Stored entries
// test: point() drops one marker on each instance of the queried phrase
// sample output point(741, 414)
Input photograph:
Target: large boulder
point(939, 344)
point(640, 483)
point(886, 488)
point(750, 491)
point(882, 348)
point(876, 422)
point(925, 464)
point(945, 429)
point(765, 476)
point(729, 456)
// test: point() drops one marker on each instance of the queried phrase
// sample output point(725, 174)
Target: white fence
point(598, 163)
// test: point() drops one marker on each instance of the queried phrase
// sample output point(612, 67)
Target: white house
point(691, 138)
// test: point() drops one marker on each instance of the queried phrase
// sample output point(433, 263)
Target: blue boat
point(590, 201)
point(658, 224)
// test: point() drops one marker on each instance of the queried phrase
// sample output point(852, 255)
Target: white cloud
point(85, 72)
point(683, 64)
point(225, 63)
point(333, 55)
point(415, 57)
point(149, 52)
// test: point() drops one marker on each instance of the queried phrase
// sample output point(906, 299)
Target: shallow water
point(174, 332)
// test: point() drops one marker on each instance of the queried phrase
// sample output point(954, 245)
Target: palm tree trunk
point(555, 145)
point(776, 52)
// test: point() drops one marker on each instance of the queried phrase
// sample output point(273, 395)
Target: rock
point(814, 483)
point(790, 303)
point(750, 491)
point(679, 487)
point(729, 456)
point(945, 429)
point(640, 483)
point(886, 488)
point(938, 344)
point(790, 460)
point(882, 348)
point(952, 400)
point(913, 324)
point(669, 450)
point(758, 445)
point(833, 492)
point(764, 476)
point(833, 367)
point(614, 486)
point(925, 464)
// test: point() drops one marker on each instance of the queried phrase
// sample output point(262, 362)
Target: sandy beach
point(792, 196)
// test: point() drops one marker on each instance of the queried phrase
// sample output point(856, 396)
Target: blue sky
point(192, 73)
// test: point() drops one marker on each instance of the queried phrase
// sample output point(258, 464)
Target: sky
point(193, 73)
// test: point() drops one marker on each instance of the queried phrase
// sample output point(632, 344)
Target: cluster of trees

- _EXERCISE DIRECTIONS_: Across all of the records above, how many lines include the string "sample"? Answer with one number only.

- _WRITTEN RESPONSE_: 12